#### [What you have to do]
Copy verbatim every line of the items below, from the beginning of the items through the line containing "362, 92, 431, 105", and include that line. Omit the pictures from your copy.

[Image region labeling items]
____________
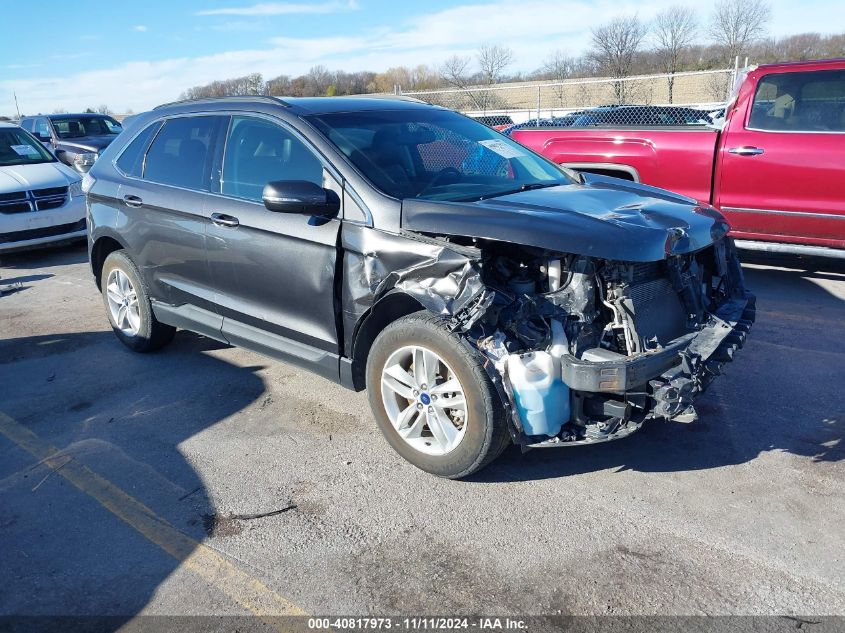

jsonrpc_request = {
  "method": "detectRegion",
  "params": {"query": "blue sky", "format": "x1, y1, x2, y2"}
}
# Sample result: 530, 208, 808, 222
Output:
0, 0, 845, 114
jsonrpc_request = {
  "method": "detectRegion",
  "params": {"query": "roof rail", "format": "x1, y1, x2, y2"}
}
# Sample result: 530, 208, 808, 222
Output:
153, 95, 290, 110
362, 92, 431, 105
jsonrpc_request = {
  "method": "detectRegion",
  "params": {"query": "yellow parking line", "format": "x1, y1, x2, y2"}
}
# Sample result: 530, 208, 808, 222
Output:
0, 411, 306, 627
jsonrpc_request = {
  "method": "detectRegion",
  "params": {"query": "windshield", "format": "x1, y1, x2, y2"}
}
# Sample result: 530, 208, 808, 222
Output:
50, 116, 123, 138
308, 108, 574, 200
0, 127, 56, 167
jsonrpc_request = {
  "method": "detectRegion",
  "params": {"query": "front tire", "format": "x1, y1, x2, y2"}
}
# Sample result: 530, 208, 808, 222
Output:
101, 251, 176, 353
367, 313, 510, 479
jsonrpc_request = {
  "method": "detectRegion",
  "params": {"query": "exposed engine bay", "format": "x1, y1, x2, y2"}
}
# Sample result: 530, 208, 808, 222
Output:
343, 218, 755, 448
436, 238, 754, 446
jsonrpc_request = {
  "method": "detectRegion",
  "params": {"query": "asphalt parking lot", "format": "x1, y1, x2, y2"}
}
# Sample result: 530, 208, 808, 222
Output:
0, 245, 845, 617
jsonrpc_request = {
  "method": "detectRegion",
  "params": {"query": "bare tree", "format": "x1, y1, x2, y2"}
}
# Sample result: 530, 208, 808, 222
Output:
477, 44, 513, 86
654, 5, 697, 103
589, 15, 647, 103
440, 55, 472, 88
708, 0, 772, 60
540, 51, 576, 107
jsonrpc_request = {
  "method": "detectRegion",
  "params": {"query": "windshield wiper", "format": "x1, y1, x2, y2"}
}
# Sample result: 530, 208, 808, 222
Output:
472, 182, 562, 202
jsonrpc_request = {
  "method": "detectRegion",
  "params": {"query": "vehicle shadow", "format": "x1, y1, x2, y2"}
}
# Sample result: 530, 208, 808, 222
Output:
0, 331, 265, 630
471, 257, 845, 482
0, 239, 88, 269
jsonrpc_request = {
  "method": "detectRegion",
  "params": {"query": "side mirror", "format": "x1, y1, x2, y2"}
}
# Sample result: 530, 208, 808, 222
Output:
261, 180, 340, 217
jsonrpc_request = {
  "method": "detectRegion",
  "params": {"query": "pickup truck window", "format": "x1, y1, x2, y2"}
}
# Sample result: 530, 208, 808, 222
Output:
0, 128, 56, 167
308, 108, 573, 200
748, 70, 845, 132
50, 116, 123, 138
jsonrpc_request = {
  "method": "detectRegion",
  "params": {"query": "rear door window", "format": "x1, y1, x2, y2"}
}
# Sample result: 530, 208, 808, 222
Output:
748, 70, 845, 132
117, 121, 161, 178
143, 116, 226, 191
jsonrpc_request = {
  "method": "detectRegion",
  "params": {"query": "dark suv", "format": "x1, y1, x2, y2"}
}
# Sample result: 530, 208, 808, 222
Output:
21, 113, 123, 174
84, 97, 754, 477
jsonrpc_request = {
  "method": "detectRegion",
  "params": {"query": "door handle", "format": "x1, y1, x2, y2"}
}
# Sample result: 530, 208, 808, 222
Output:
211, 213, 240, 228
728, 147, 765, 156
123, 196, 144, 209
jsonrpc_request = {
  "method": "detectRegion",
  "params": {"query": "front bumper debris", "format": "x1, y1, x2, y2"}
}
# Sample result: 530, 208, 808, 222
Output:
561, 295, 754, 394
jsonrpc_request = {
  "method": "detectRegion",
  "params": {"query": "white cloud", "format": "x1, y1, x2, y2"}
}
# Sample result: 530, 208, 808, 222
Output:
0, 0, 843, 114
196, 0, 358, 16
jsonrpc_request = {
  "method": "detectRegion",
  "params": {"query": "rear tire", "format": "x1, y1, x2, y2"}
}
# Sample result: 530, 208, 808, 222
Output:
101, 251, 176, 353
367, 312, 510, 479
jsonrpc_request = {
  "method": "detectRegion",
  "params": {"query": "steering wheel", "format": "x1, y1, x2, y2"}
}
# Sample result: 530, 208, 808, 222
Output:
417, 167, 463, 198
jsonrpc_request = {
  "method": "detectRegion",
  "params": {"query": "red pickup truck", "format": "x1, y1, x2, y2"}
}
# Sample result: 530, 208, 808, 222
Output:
____________
#### [Full answer]
jsonrpc_request = {
  "method": "detectRegion",
  "params": {"query": "blue sky", "format": "x1, y1, x2, y2"}
}
# Sample result: 530, 208, 808, 222
Output:
0, 0, 845, 114
jsonrpc_request = {
  "method": "detectRegion",
  "params": {"query": "roof rail", "format": "x1, y1, x2, y2"}
}
# Sample result: 530, 208, 808, 222
Output:
153, 95, 290, 110
362, 92, 431, 105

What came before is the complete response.